++++ KUTIPAN TEKS ++++

Review Novel : Daun Yang Jatuh Tak Pernah Membenci Angin

01.48

DAUN YANG JATUH TAK PERNAH MEMBENCI ANGIN


Penulis                                     : Tere Liye
Desain dan Ilustrasi Sampul   : eMTe
Penerbit                                   : Gramedia Pustaka Utama
Tahun Terbit                            : 2010 (cetakan keduapuluh empat : April 2016)
Jumlah Halaman                      : 264 halaman

Dia bagai malaikat bagi keluarga kami. Merengkuh aku, adikku, dan Ibu dari kehidupan jalanan yang miskin dan nestapa. Memberikan makan, tempat berteduh, sekolah dan janji masa depan yang lebih baik.
Dia sungguh bagai malaikat bagi keluarga kami. Memberikan kasih sayang, perhatian, dan teladan tanpa mengharap budi sekali pun. Dan lihatlah, aku membalas itu semua dengan membiarkan mekar perasaan ini.
Ibu benar, tak layak aku mencintai malaikat keluarga kami. Tak pantas. Maafkan aku, Ibu. Perasaan kagum, terpesona atau entahlah itu muncul dan tak tertahankan bahkan sejak rambutku masih dikepang dua.
Sekarang, ketika aku tahu dia boleh jadi tidak pernah menganggapku lebih dari seorang adik yang tidak tahu diri, biarlah… biarlah aku luruh ke bumi seperti sehelai daun.. daun yang tidak pernah membenci angin meski harus teneggutkan dari tangkai pohonnya.
***

“Lihatlah pengamen kecil yang kakinya dulu tertusuk paku payung. Gadis yang menangis karena kakinya berdarah! Lihatlah! Dunia seharusnya belajar banyak darinya.”
-halaman 129

Sepeninggal ayah tiga tahun lalu, keluarga Tania mengalami keterpurukan. Ibu, Tania dan Dede menjalani kehidupan yang sangat berat. Mereka berusaha untuk bertahan hidup, dengan uang seadanya di sebuah rumah kardus. Tania yang saat itu masih duduk di bangku sekolah dasar terpaksa berhenti sekolah dan membantu ibunya mencari uang dengan mengamen bersama adiknya.

++++ BAHAN MASUKAN ++++

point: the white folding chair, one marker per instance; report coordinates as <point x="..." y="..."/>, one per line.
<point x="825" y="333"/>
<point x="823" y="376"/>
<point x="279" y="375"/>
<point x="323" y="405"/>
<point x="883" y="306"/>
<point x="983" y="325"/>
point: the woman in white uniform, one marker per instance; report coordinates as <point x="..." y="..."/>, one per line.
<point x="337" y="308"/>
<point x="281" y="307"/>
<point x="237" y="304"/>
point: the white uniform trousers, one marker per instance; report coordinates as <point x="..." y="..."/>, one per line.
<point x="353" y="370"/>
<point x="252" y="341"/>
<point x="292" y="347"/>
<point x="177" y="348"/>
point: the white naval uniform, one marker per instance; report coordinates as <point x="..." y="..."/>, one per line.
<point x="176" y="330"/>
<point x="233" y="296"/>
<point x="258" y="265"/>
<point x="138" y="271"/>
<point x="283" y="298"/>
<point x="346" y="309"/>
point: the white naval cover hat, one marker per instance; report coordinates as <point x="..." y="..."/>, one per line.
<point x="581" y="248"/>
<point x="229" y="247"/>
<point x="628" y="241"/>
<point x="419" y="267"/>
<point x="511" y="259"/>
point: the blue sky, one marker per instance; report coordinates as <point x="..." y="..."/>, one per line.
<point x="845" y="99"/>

++++
++++ BAHAN MASUKAN ++++

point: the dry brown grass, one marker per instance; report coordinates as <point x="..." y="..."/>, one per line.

++++
++++ BAHAN MASUKAN ++++

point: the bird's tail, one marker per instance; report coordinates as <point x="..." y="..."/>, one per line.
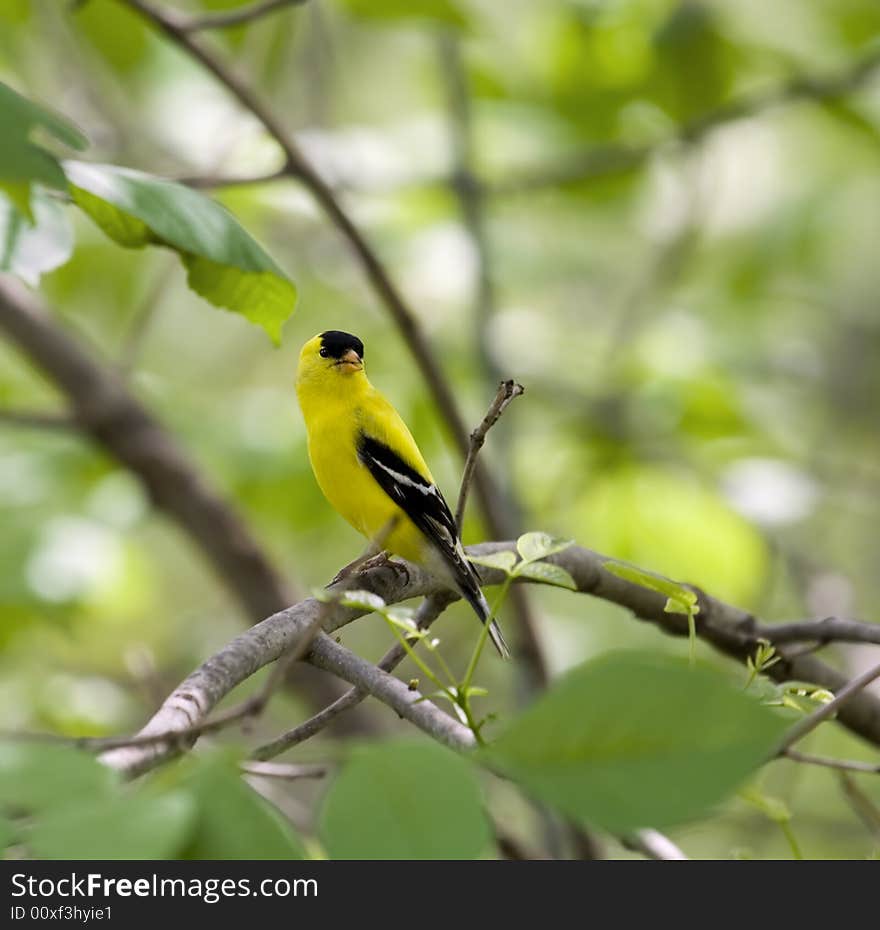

++++

TUGAS YANG DIKERJAKAN:
(a) Kembalikan setiap baris data yang memuat kata "uniform". Perbedaan huruf besar dan huruf kecil diperhitungkan.
(b) Tuliskan kelanjutan ulasan novel Daun Yang Jatuh Tak Pernah Membenci Angin, dimulai setelah kalimat terakhir yang ditampilkan.

JAWABAN TERTULIS:
(a)
point: the woman in white uniform, one marker per instance; report coordinates as <point x="..." y="..."/>, one per line.
point: the white uniform trousers, one marker per instance; report coordinates as <point x="..." y="..."/>, one per line.
point: the white naval uniform, one marker per instance; report coordinates as <point x="..." y="..."/>, one per line.

(b)
Namun kehidupan tidak selamanya buruk. Suatu hari, Tania bertemu dengan seorang ‘malaikat’ ketika sedang mengamen dalam bus kota. Dia seorang laki-laki muda, berusia sekitar 25 tahun yang sama seperti kebanyakan penumpang bus malam itu -pekerja kantoran yang tampak sangat lelah. Satu-satunya penumpang yang peduli ketika Tania  terluka karena terkena tusukan paku payung. Dia, orang yang akhirnya menjadi bagian keluarga Tania dan memberikan pengaruh besar bagi kehidupan mereka. Bahkan ketika ibu mereka menyusul sang ayah ke surga, Tania dan Dede tetap melanjutkan hidupnya dengan tegar bersama dengan Dia, melanjutkan hidup dengan bersemangat untuk masa depan yang lebih baik.

“Aku bukan daun! Dan aku tak pernah mau menjadi daun! Aku tak pernah menginginkan perasaan ini, kan? Dia datang begitu saja. Menelusuk hatiku. Tumbuh pelan-pelan seperti kecambah disiram hujan. Aku sungguh tidak pernah menginginkan semua perasaan ini.”
-halaman 154

Dia hadir sebagai sosok Ayah, kakak yang telah lama dirindukan oleh Tania. Saat itu ia memang masih sebelas tahun dan laki-laki itu dua puluh lima tahun, ia tidak mengerti tentang perasaannya. Tapi makin lama, Tania semakin tidak bisa mengendalikannya. Perasaan terlarang yang seharusnya tidak ia miliki terhadap Dia.
***

Novel ini lebih dari sekedar kisah cinta yang tidak biasa. Kisah yang dekat dengan kehidupan  dan memberikan pelajaran bermakna, khas Tere Liye. Sangat menginspirasi utamanya bagi yang merasa kurang beruntung untuk selalu bersemangat, tidak pernah putus asa dan melakukan yang terbaik demi dirinya, keluarga dan masa depannya. Soal pemilihan diksi, penyampaikan makna sesuatu secara filosofis, dan kemampuan menaik-turunkan emosi tidak usah diragukan lagi.

Penggunaan POV 1 dari sudut pandang Tania menurutku sangat berhasil, untuk seorang author laki-laki. Semua karakternya kuat dan membuatku merasa kagum dengan mereka. Tania yang tidak pernah menyerah dan selalu membanggakan. Dede yang tumbuh  menjadi bijak karena ditempa oleh kehidupan. Danar dengan kemurahan hatinya dan Ratna yang sangat tegar menghadapi semuanya.

Bersetting di sebuah toko buku, novel ini menggunakan alur maju mundur. Perpindahan masa lalu dan masa sekarang diceritakan dengan sangat smooth, seringnya tidak disadari bahwa pembaca diajak mengikuti jejak kehidupan tokohnya dalam rentang waktu yang cukup panjang dengan perubahan-perubahan yang cepat. Banyak teka-teki muncul, hingga terjawab dengan ending yang tidak terduga.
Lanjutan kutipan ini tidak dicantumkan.